= Instructions for the task =
Can you transcribe every record below exactly as it appears?

___ Supplied data ___

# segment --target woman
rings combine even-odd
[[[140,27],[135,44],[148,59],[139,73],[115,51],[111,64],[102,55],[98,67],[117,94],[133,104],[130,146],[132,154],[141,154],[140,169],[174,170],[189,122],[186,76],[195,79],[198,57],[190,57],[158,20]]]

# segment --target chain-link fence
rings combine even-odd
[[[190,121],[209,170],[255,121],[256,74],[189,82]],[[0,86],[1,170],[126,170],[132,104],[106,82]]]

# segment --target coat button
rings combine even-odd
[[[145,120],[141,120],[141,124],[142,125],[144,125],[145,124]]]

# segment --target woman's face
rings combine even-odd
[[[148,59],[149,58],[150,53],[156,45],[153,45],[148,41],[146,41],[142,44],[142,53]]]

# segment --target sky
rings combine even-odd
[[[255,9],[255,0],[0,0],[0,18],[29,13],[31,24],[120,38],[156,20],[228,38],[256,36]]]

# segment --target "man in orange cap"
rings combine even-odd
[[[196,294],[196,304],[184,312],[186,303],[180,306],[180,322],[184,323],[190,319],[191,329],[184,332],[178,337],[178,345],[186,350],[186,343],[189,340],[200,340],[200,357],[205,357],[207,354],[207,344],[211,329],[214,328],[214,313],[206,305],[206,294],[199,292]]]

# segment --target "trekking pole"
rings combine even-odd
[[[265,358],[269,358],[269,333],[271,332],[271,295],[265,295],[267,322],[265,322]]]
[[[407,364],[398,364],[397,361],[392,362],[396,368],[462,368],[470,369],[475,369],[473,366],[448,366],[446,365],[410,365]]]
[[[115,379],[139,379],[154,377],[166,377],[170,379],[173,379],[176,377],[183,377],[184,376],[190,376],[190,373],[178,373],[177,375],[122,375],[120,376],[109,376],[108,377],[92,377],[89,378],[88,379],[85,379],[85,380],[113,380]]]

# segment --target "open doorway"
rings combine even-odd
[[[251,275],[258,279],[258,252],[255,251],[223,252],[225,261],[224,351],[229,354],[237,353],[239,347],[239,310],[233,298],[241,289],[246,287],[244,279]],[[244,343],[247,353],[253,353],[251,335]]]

___

= Task solution =
# segment --target woman
rings combine even-odd
[[[140,27],[135,44],[148,59],[139,73],[115,51],[111,64],[102,55],[98,67],[117,94],[133,104],[130,146],[132,154],[141,154],[140,169],[174,170],[189,122],[186,76],[195,79],[198,57],[190,57],[158,20]]]

# segment --target chain-link fence
rings combine even-odd
[[[190,121],[209,170],[255,121],[256,74],[189,82]],[[0,86],[1,170],[126,170],[132,104],[106,82]]]

# segment --target coat button
rings combine even-odd
[[[145,120],[141,120],[141,124],[142,125],[144,125],[145,124]]]

# segment --target woman's face
rings combine even-odd
[[[148,59],[149,58],[150,53],[156,45],[153,45],[148,41],[146,41],[142,44],[142,53]]]

# segment --target sky
rings combine even-odd
[[[255,9],[255,0],[0,0],[0,18],[29,13],[31,24],[120,38],[156,20],[228,38],[256,36]]]

# segment --target "man in orange cap"
rings combine even-odd
[[[196,294],[196,304],[184,312],[186,303],[180,306],[180,322],[184,323],[190,319],[191,329],[184,332],[178,337],[178,345],[186,350],[186,343],[189,340],[200,340],[200,357],[205,357],[207,354],[207,344],[211,329],[214,328],[214,313],[206,305],[206,294],[199,292]]]

# segment --target "trekking pole"
rings combine even-odd
[[[265,358],[269,358],[269,333],[271,332],[271,295],[265,295],[267,322],[265,322]]]
[[[407,364],[398,364],[397,361],[392,362],[396,368],[462,368],[470,369],[475,369],[473,366],[448,366],[446,365],[410,365]]]
[[[115,379],[139,379],[154,377],[166,377],[170,379],[173,379],[176,377],[183,377],[184,376],[190,376],[190,373],[178,373],[177,375],[122,375],[120,376],[109,376],[108,377],[92,377],[89,378],[88,379],[85,379],[85,380],[113,380]]]

# segment --target "open doorway"
rings combine even-odd
[[[251,275],[258,279],[258,252],[255,251],[223,252],[225,261],[224,351],[229,354],[237,353],[239,347],[239,310],[233,298],[241,289],[246,287],[244,279]],[[244,343],[247,353],[253,353],[251,335]]]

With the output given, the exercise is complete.